— start of Passage to read —
Unfortunately, my (now unfinished) lower level is a slab and I do not have the ceiling height to raise the floor or the funds to break up the slab and install foam / pour a new slab. It was explained to me that this is an expensive process. I'm having the entire lower level and half of the second floor spray insulated (walls and vaulted ceiling) with 3" of closed cell foam. My plan is to install a pair of radiators and feed them with Pex from the same manifold I use for the radiant or possibly a different one (still planning). I was told with the tightly sealed insulation and a few radiators I should be OK in this space.

I'm in the phase of trying to decide how to control the radiant heat system. I'm an IT guy so naturally I gravitate to advanced controls and utilizing actuators on every circuit / thermostats in every room. I received the advice of the continuous flow system from a contractor whom did this in his own home with great results. After reading about it online it appears that this design is popular in Europe and energy efficient, but I do not understand how it works and when the boiler fires -- or what controls I should look into buying?

Any help is appreciated!

Do both - outdoor reset for determination of the water temperature and interior thermostat(s) for control of valves/circulator on/off and interior air temperature. Adjusted properly, it will operate close to continuously. Or with bypasses on the valves, continuously.

Outdoor reset and boiler on/off are probably built-in to the boiler.

Yes, the most efficient way to operate a HR system is continuous circulation. This has been done in Europe for many years. In short, it involves using a PID controller to modulate water temperature using three or four way mixing valves and using a control curve that is based on actual building heat loss accounting for outdoor temperature and solar heat gain. We use PLCs to accomplish this in our passive solar and integrated HR building design/builds. When your floor slab is being heated by the sun and this area of the building has a surplus heat gain, you don't want to stop circulation like a conventional HR system would do, you want to maintain the circulation but at a lower temperature so as to convey heat gain to other building areas that need heat gain. I wrote a treatise on this subject several years ago that should be in the GBTF archives.

Thank you for the advice. I'm searching for your post on the subject, but coming up blank. Do you recall the title of the post? If you had a link that would work too. Thanks!

I switched from a PLC with temp sensors in every room and outdoor temp to an Ecobee3 and couldn't be happier. I am selling the house and wanted to take the PLC with me.....now I am junking it. The Ecobee3 is soooo much better. It doesn't over shoot or under shoot.

Sorry, I initially had a hard time finding these discussions too! Anyhow, here they are:

PID Controller & Sensors

Western WA Sunroom & Passive Solar Performance

Any controller using PID control logic will never over or undershoot if you set the feedback gains properly. The key is knowing how to accomplish this for the given controller and the given system that will be controlled. I spent several years in graduate school learning all the nuances of both classical and optimal control theory...so this is not a trivial pursuit.

"I plan to staple in reflective bubble wrap about 1" below the tube and then spray insulate the remainder of the joists"
— end of Passage to read —
— start of Entries shown —
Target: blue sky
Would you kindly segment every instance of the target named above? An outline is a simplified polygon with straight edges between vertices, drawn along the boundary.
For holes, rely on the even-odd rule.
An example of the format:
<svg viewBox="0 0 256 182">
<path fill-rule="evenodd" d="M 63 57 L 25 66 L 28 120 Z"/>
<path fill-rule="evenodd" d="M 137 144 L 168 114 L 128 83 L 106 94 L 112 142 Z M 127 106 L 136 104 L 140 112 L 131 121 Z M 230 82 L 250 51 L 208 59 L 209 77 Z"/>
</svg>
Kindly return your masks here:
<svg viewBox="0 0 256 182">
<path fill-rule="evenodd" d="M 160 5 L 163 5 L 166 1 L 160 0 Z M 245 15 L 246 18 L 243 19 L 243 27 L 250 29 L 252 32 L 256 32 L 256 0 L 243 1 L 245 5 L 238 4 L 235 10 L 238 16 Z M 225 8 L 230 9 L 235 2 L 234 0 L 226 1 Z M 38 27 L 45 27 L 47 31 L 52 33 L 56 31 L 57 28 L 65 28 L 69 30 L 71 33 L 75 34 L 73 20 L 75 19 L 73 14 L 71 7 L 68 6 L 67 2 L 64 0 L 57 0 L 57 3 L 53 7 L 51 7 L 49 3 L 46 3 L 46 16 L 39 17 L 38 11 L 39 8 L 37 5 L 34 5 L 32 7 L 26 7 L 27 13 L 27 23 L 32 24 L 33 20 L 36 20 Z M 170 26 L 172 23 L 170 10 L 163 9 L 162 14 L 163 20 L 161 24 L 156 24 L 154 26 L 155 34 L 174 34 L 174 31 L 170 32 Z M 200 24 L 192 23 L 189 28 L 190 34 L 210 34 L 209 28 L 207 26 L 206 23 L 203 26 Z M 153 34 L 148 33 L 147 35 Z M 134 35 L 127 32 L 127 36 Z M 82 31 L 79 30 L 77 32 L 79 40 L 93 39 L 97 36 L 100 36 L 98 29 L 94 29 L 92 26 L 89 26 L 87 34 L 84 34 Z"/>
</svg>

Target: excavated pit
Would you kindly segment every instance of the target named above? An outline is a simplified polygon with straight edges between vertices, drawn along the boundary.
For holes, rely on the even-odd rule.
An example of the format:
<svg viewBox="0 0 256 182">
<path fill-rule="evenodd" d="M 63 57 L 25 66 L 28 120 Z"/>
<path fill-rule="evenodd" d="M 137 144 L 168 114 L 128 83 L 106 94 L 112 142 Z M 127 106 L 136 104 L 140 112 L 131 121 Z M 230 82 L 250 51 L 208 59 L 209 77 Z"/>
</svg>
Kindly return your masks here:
— end of Entries shown —
— start of Entries shown —
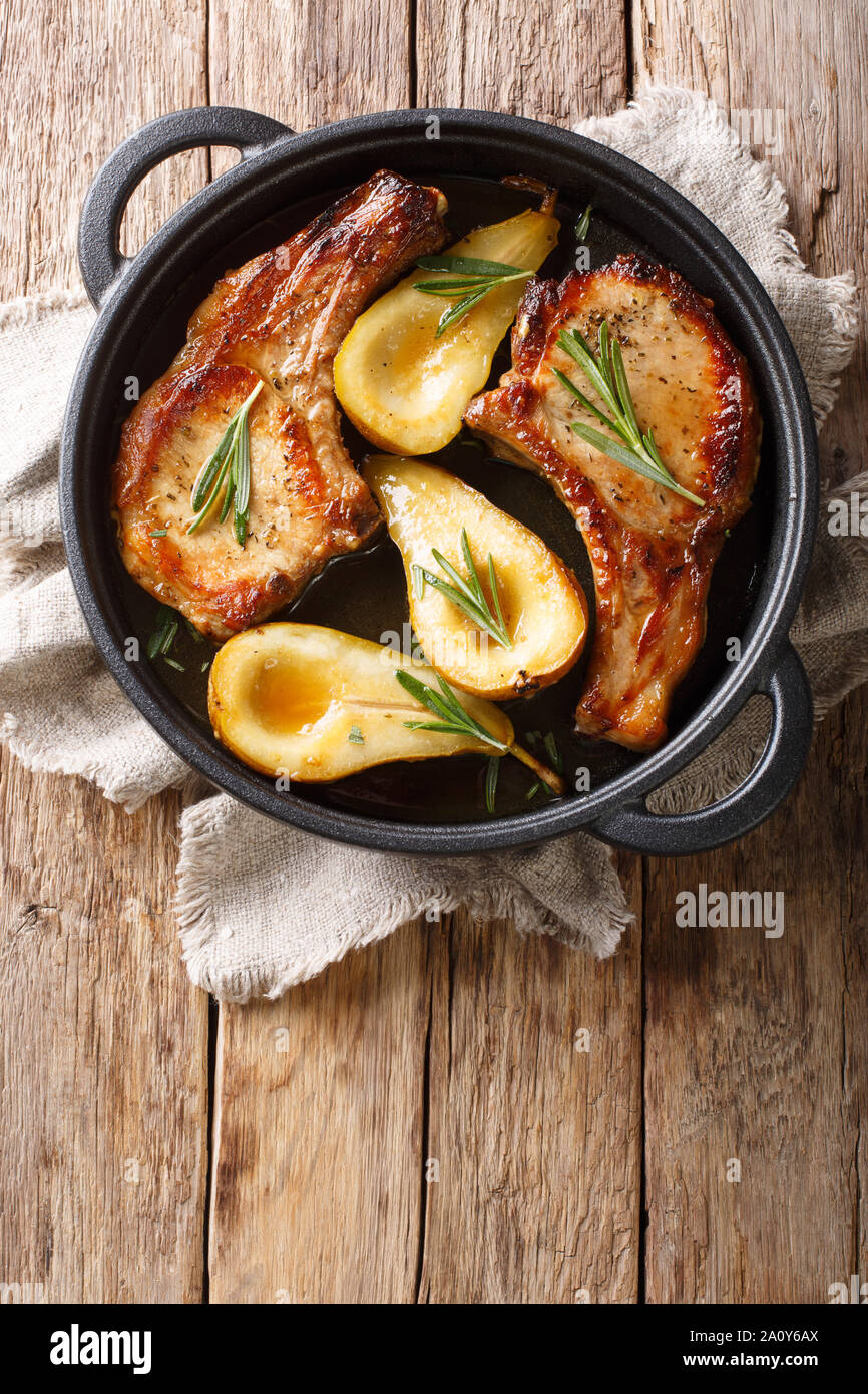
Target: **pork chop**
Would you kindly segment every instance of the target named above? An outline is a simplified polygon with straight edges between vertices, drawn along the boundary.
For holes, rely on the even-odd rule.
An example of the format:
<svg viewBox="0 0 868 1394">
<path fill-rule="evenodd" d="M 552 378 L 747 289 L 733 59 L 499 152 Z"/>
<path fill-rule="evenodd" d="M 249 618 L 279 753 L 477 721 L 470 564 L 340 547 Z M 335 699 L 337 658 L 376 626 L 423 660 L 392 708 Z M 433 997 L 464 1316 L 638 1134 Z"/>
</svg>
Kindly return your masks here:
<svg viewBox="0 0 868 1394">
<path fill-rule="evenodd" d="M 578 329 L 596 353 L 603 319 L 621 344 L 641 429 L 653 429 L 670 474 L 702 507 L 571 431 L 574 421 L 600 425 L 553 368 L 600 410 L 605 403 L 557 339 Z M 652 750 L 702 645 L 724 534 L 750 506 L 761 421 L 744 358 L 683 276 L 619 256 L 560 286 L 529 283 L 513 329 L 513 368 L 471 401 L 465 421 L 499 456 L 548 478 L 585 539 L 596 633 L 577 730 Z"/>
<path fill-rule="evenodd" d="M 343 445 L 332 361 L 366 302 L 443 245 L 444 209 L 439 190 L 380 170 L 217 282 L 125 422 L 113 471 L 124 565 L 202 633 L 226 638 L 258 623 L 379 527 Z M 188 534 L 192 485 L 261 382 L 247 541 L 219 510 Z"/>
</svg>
— end of Entries shown —
- What to do -
A. In the radiant heat thread, how thick is the closed cell foam being sprayed on the lower level and half of the second floor?
B. Summarize the radiant heat thread in two sentences.
C. Write a continuation of the radiant heat thread, picking up after its final line.

- Exercise answers -
A. 3 inches.

B. A homeowner whose lower level is a slab is deciding how to control a radiant heat system and asks how a continuous flow design works, when the boiler fires, and what controls to buy. Replies suggest combining outdoor reset with interior thermostats, describe continuous circulation using a PID controller and mixing valves as the most efficient approach, and include one poster's report that an Ecobee3 worked better than his PLC.

C.
Don't! You only need about R10 of fluff to achieve adequate zone separation between the basement & first floor. Aluminized bubblepack is pretty useless and expensive stuff compared to "contractor rolls" of R13 or R19 batts.

"I'm having the entire lower level and half of the second floor spray insulated (walls and vaulted ceiling) with 3" of closed cell foam."

And don't waste expensive high R/inch foam here either! For foundation walls a continuous 1-1.5" shot of closed cell foam on the concrete with a 2x4/R13 studwall on which to hang the wallboard works at about the same thermal performance of 3" of 2lb foam, but rigid polyiso is often cheaper & easier. The amount of foam you need for wintertime dew point control at the foam/fiber boundary depends on local climate. Where are you?

You can do a full fill of 2x6 framing with half pound foam for less than half the amount of polymer 1.5" of closed cell foam (2.75 lbs per square foot vs. 3lbs per square foot), and it will outperform 3" of closed cell foam. Installing 3" of 2lb foam between studs to hit a code-min R20 dramatically underperforms R20 fluff or half-pound foam between 2x6s, due to the much shorter thermal bridge through 3" of framing.

The HFC245fa blowing agent used for closed cell foam is a powerful greenhouse gas. The water used for blowing half-pound foam is not.

In cooler climates with open cell foam you may need to add an interior side vapor retarder such as half-perm "vapor barrier" latex primer, or (better) 2-mil nylon to protect the structural sheathing from wintertime moisture drives. If you install 3" of 2lb foam you would be at a bit less than a half-perm too, but the cost delta between that and 2-mil nylon (Certainteed MemBrain) is huge. The material cost of the nylon is less than 15 cents per square foot. Better still, nylon is a "smart" vapor retarder, and will become vapor open if the sheathing ever needs to dry out, but it otherwise less than 1-perm under typical wintertime conditions.

Even with the cost of the vapor retarder, 5.5" of open cell foam will be about a buck a square foot cheaper than the 3" of closed cell foam that it outperforms (when installed between framing.)

Paragraph breaks make it easier to read- if they're not showing up, try a different web browser (FireFox & Chrome both work well enough on this site.)

Posted By sailawayrb on 31 Oct 2016 11:10 AM
Sorry, I initially had a hard time finding these discussions too! Anyhow, here they are:

PID Controller & Sensors

Western WA Sunroom & Passive Solar Performance

Any controller using PID control logic will never over or undershoot if you set the feedback gains properly. The key is knowing how to accomplish this for the given controller and the given system that will be controlled. I spent several years in graduate school learning all the nuances of both classical and optimal control theory...so this is not a trivial pursuit.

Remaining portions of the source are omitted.